--- begin ---

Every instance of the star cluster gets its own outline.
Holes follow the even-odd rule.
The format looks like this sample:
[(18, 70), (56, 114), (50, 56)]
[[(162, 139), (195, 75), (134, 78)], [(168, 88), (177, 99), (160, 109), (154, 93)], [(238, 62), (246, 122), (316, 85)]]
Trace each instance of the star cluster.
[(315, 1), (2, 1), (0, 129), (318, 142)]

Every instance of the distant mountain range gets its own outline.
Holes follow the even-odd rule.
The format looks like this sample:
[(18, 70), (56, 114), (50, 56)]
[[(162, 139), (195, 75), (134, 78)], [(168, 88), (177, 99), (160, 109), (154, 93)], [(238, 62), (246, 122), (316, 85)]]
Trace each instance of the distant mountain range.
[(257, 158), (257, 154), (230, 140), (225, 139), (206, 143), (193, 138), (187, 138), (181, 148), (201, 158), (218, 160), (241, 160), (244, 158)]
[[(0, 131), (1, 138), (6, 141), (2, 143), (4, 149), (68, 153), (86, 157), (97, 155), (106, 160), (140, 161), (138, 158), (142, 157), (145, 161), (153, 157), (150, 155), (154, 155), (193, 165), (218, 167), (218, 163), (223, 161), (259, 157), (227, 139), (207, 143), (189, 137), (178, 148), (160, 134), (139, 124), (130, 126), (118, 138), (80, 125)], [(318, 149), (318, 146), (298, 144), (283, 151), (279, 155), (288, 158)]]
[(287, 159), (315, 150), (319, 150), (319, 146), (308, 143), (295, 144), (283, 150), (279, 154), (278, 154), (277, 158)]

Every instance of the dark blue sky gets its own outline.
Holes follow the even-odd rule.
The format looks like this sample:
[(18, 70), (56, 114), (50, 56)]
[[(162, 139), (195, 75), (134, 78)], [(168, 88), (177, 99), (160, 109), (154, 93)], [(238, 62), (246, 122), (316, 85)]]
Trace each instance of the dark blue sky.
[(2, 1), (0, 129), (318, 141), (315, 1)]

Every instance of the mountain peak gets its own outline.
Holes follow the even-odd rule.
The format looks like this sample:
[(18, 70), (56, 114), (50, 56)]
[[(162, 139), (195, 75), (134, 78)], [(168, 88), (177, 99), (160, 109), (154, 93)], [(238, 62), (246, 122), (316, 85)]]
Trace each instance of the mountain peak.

--- end ---

The task
Render every line of the items above as a JSON list of strings, one string per line, and leave out the blank lines.

Result
[
  "Every instance of the star cluster gets its own outline.",
  "Holes follow the even-odd rule.",
  "The format looks like this sample:",
  "[(18, 70), (56, 114), (50, 56)]",
  "[[(162, 139), (195, 75), (134, 78)], [(168, 88), (177, 99), (160, 109), (154, 93)], [(238, 62), (246, 122), (316, 85)]]",
  "Trace each instance of the star cluster.",
  "[(315, 1), (2, 1), (0, 129), (318, 142)]",
  "Every instance of the distant mountain range gets its own outline.",
  "Holes follow the even-odd rule.",
  "The format looks like this sample:",
  "[(18, 70), (56, 114), (50, 56)]",
  "[[(162, 139), (195, 75), (134, 78)], [(168, 88), (177, 99), (160, 109), (154, 93)], [(238, 62), (246, 122), (316, 85)]]",
  "Trace each instance of the distant mountain range.",
  "[(257, 158), (257, 154), (230, 140), (225, 139), (206, 143), (193, 138), (187, 138), (181, 148), (201, 158), (218, 160), (241, 160), (244, 158)]",
  "[[(0, 131), (1, 138), (6, 141), (2, 143), (4, 149), (68, 153), (86, 157), (97, 155), (106, 160), (140, 161), (138, 158), (142, 157), (145, 161), (153, 157), (150, 155), (154, 155), (193, 165), (218, 167), (218, 163), (223, 161), (259, 157), (227, 139), (207, 143), (189, 137), (178, 148), (160, 134), (139, 124), (130, 126), (118, 138), (80, 125)], [(318, 149), (318, 146), (298, 144), (283, 151), (279, 155), (288, 158)]]",
  "[(287, 159), (315, 150), (319, 150), (319, 146), (308, 143), (295, 144), (283, 150), (279, 154), (278, 154), (277, 158)]",
  "Every instance of the dark blue sky gets its own outline.",
  "Holes follow the even-odd rule.",
  "The format looks like this sample:",
  "[(18, 70), (56, 114), (50, 56)]",
  "[[(162, 139), (195, 75), (134, 78)], [(168, 88), (177, 99), (160, 109), (154, 93)], [(238, 62), (246, 122), (316, 85)]]",
  "Trace each instance of the dark blue sky.",
  "[(2, 1), (0, 129), (318, 141), (315, 1)]",
  "Every instance of the mountain peak gets its own outline.",
  "Holes follow the even-odd rule.",
  "The format looks like this sample:",
  "[(18, 70), (56, 114), (50, 56)]",
  "[[(162, 139), (195, 75), (134, 78)], [(168, 88), (177, 99), (160, 109), (154, 93)], [(238, 62), (246, 122), (316, 85)]]",
  "Trace each instance of the mountain peak."
]